## EXERCISE AIM:
Locate each line in the material that contains the string "jacket" and copy it out. Case counts.

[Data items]

____

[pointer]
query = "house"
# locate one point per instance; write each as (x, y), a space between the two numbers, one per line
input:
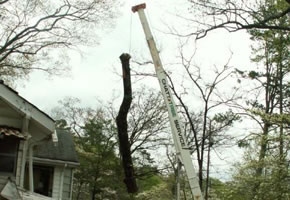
(36, 159)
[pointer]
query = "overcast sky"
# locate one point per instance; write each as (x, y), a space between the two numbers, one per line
(93, 73)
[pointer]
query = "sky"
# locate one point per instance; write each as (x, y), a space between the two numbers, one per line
(94, 73)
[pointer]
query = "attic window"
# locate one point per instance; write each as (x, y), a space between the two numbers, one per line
(8, 153)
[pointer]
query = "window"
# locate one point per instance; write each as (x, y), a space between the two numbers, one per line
(42, 179)
(8, 153)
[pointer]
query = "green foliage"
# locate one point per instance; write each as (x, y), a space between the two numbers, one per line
(99, 174)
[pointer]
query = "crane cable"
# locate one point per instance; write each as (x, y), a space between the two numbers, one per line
(130, 34)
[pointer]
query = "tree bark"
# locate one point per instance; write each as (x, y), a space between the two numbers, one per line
(122, 126)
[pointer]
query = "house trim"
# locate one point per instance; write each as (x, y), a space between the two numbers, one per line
(55, 162)
(12, 98)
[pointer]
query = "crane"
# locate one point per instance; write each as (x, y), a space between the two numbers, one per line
(179, 139)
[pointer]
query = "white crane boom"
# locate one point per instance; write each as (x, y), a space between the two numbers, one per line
(176, 129)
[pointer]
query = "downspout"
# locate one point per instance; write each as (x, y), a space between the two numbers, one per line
(25, 132)
(31, 184)
(72, 183)
(61, 182)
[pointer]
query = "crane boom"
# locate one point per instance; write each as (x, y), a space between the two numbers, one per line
(179, 139)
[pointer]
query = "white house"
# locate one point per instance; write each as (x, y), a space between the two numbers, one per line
(36, 160)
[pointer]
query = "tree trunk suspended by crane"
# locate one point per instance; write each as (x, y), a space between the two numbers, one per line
(122, 126)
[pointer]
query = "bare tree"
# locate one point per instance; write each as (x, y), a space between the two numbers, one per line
(236, 15)
(35, 34)
(206, 127)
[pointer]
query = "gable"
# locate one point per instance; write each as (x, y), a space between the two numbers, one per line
(14, 108)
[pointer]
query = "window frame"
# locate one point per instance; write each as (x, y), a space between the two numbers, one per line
(14, 154)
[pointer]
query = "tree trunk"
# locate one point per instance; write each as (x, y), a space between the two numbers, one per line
(122, 126)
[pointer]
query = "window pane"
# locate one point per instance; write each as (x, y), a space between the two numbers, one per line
(8, 153)
(7, 164)
(8, 145)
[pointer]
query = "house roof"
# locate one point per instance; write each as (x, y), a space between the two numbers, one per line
(11, 132)
(63, 151)
(12, 97)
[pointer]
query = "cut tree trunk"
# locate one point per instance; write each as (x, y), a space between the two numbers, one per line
(122, 126)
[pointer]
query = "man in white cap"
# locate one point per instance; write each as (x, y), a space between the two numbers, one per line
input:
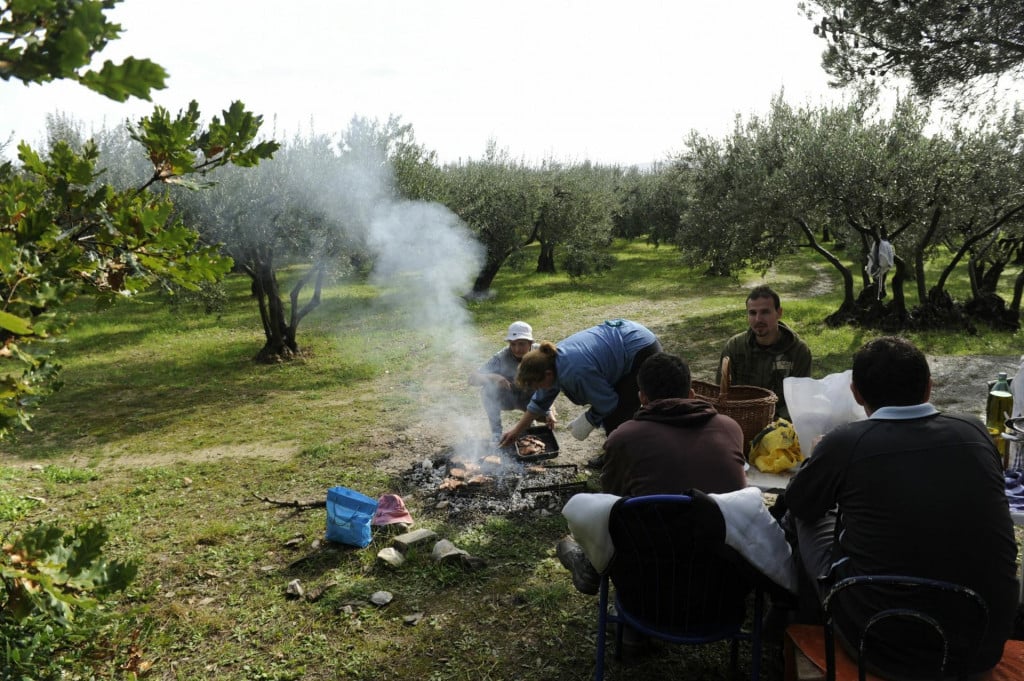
(497, 379)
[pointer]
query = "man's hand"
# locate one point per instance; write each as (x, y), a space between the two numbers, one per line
(581, 427)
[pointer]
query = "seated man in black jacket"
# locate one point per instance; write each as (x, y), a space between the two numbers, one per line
(907, 492)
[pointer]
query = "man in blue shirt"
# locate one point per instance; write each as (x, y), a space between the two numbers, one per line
(596, 367)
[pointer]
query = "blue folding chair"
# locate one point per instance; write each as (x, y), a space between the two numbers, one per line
(675, 579)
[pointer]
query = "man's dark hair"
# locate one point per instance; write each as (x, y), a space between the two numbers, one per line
(764, 291)
(891, 372)
(664, 375)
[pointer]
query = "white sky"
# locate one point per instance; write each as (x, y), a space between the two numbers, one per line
(570, 80)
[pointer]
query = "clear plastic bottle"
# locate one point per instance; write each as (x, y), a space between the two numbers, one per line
(998, 408)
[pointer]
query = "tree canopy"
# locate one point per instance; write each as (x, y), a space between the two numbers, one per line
(46, 40)
(64, 231)
(942, 46)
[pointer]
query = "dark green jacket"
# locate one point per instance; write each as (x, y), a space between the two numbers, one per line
(751, 364)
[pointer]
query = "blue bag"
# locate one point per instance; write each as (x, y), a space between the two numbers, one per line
(348, 515)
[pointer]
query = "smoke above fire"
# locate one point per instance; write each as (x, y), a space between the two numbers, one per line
(425, 259)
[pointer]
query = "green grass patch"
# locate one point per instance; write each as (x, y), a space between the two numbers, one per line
(169, 433)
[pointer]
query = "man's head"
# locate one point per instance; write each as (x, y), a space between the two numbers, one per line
(520, 339)
(663, 376)
(764, 309)
(890, 372)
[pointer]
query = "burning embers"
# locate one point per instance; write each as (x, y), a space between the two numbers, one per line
(477, 475)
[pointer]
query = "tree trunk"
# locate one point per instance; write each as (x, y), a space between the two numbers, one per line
(546, 260)
(1015, 304)
(279, 338)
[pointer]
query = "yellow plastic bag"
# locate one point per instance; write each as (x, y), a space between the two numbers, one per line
(776, 448)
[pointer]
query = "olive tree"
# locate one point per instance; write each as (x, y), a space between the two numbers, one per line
(942, 46)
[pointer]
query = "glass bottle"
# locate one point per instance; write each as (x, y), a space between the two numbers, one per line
(997, 409)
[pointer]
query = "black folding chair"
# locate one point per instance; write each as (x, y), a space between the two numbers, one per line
(945, 622)
(675, 579)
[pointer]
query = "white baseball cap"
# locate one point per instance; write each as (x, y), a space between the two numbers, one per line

____

## OUTPUT FOR THIS TASK:
query = "seated man in black jacket"
query = "dark green jacket"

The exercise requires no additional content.